>> begin

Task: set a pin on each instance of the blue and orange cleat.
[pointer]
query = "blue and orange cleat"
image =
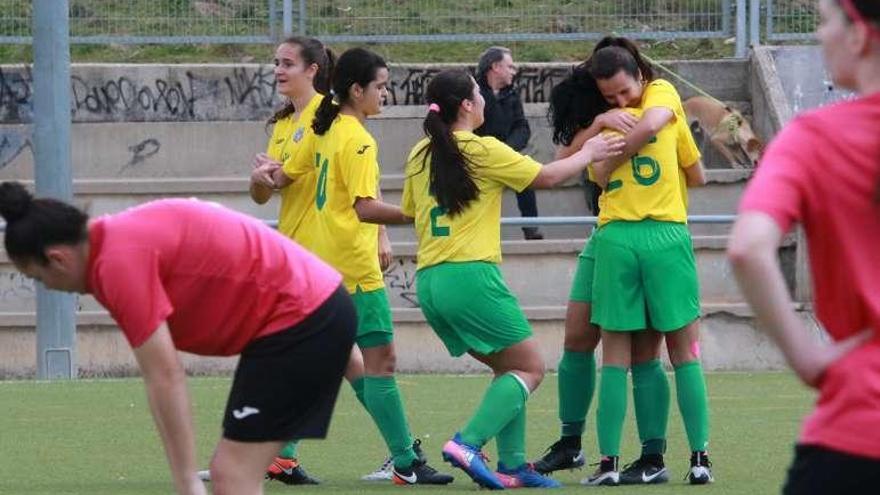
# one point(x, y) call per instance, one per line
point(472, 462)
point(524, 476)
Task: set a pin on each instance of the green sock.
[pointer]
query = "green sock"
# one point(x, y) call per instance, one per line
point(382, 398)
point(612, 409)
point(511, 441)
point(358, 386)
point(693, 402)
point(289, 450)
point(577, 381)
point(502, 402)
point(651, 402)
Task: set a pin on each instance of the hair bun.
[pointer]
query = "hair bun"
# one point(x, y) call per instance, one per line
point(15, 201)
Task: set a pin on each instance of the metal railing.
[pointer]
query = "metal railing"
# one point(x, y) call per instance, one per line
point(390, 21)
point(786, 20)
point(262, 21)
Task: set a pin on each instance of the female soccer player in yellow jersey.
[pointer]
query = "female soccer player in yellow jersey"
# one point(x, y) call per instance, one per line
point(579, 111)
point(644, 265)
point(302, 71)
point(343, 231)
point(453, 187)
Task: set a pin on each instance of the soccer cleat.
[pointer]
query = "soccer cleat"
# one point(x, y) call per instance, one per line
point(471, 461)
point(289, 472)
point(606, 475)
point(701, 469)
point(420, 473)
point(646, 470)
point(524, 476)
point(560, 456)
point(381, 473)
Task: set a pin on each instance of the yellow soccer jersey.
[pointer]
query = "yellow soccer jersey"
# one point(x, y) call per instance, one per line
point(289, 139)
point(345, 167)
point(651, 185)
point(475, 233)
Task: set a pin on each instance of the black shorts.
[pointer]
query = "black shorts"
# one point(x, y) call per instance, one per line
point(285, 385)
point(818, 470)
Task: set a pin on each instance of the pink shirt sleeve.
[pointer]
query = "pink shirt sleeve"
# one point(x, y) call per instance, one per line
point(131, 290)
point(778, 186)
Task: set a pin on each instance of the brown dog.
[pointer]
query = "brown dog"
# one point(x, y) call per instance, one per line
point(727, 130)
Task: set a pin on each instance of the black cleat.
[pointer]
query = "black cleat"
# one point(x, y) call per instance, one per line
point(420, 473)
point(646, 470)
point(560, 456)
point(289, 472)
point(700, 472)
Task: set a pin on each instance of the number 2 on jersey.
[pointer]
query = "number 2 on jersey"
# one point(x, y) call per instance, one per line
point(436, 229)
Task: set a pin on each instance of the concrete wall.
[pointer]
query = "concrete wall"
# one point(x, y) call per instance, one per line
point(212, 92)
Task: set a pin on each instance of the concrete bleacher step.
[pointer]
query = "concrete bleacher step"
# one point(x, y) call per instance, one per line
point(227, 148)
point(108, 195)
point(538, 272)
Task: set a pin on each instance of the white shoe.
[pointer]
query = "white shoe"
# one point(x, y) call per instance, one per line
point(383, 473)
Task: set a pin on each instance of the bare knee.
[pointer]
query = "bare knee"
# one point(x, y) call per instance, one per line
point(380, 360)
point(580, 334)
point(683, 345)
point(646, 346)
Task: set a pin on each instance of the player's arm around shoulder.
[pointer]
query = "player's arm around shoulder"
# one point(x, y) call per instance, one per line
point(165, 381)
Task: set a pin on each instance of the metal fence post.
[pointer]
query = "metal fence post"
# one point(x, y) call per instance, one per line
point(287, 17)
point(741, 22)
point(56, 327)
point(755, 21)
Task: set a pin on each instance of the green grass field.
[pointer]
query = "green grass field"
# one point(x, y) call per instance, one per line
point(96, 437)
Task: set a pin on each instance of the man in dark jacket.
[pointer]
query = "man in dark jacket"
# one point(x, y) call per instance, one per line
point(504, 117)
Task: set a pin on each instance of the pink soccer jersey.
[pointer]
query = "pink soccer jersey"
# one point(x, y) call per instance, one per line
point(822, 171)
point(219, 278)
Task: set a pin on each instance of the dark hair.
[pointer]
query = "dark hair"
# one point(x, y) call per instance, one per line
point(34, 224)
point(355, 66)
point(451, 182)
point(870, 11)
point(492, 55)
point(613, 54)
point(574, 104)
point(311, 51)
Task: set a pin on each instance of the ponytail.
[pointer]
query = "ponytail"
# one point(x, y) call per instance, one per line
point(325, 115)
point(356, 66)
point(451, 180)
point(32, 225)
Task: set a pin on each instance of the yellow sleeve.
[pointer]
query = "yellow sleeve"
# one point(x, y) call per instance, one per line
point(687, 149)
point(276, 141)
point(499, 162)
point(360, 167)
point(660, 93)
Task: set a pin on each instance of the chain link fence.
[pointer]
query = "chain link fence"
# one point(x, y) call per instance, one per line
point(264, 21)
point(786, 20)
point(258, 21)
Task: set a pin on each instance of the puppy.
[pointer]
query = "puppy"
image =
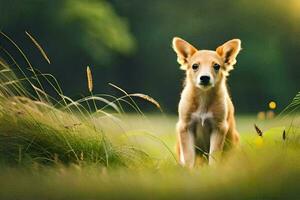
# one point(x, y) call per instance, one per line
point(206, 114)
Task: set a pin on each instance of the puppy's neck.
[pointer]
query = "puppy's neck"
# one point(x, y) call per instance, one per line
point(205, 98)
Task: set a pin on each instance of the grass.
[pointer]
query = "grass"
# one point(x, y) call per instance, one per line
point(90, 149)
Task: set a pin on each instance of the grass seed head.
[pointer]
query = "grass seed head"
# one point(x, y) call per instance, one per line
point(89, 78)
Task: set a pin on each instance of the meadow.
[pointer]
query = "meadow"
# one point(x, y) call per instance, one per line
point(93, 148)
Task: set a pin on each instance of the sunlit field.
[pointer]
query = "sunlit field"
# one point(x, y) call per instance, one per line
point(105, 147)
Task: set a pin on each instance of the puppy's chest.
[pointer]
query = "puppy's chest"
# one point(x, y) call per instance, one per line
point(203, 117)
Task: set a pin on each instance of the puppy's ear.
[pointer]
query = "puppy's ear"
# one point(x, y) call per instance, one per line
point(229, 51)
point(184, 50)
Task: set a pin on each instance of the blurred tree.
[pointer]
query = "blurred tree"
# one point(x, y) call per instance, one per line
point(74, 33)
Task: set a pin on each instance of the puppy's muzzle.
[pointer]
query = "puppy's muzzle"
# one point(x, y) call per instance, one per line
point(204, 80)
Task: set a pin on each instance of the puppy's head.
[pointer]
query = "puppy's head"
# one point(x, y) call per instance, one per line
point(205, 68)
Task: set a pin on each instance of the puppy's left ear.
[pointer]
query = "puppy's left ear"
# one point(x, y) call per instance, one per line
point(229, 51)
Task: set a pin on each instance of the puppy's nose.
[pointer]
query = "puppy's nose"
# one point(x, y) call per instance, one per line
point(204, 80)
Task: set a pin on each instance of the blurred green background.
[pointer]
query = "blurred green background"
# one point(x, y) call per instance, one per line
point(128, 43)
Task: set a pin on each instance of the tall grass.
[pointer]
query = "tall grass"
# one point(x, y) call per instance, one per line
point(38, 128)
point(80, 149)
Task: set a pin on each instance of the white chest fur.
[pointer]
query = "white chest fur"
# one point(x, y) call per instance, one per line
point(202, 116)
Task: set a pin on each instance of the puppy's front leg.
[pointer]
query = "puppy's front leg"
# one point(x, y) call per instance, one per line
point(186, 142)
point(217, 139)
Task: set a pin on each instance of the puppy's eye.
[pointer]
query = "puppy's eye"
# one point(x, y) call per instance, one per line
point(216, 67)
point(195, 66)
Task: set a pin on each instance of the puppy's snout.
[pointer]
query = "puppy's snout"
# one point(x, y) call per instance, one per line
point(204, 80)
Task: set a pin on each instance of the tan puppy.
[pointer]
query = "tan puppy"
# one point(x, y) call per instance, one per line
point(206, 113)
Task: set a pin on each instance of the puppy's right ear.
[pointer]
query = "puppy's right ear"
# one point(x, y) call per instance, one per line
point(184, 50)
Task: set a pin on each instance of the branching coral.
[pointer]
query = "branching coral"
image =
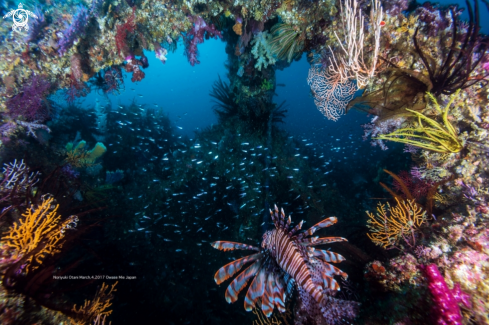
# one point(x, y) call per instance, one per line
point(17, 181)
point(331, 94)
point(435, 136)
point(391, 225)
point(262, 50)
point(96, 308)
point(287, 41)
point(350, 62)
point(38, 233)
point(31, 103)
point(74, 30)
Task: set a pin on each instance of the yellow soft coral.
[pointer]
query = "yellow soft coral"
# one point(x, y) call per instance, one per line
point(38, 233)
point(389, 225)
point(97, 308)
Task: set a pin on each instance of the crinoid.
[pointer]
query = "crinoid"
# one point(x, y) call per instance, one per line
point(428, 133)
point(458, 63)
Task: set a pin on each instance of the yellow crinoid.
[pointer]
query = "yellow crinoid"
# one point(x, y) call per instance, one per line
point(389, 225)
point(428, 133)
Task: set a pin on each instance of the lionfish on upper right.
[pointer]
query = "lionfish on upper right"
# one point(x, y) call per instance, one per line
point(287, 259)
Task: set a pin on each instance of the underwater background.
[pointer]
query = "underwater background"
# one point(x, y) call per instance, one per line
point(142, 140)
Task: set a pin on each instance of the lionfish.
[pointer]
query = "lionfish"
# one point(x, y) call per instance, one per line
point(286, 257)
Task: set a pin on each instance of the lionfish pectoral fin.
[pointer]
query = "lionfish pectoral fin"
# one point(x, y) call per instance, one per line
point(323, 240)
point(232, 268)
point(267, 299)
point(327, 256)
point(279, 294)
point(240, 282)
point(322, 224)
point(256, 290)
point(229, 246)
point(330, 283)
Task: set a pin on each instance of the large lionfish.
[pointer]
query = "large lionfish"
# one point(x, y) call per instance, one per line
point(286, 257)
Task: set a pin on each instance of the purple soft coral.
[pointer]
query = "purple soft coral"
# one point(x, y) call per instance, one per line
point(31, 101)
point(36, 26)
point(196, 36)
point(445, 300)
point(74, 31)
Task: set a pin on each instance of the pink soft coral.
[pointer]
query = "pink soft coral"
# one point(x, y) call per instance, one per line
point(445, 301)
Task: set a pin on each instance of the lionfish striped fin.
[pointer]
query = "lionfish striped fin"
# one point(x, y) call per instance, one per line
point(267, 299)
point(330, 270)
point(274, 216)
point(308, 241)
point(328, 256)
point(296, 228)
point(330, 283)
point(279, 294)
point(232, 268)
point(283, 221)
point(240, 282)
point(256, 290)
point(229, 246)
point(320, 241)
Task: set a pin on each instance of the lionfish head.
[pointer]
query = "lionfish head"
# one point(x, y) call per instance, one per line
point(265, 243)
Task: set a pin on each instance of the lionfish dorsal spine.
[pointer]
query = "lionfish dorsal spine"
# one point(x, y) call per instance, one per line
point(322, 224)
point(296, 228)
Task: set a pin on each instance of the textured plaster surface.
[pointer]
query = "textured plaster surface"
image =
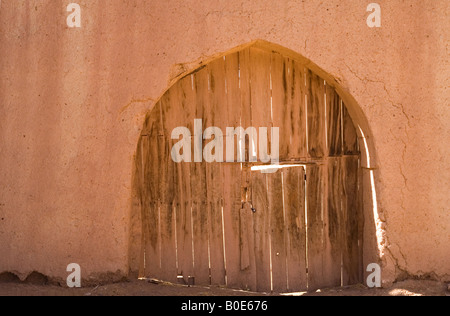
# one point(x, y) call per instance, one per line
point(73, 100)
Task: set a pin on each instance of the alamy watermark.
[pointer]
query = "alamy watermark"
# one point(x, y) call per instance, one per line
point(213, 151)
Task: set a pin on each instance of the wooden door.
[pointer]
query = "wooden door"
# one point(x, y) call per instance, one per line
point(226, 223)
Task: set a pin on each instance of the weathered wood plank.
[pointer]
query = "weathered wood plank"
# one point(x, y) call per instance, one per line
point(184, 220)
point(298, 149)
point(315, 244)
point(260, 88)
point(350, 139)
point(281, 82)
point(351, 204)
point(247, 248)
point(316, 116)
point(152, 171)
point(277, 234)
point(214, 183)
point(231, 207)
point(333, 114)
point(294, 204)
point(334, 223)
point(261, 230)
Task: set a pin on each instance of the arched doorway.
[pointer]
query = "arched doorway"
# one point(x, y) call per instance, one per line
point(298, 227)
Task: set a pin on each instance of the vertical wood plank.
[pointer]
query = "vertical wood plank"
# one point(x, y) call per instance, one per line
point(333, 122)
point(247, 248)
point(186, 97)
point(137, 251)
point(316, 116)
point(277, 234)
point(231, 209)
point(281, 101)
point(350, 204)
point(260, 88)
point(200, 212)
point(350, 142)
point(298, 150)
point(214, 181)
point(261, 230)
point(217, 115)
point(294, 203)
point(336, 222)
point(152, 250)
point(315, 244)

>> end

REQUEST.
Reproduce the lines of the data above, from the line containing "Task: set a pin on each instance of the puppy's ear." through the line containing "point(74, 33)", inclusive, character for character.

IN RESPONSE.
Task: set a pin on each instance of the puppy's ear.
[pointer]
query = "puppy's ear"
# one point(x, y) call per instance, one per line
point(229, 51)
point(184, 50)
Task: set a pin on each instance of the blurred tree.
[pointer]
query = "blurred tree"
# one point(x, y) call per instance, one per line
point(74, 33)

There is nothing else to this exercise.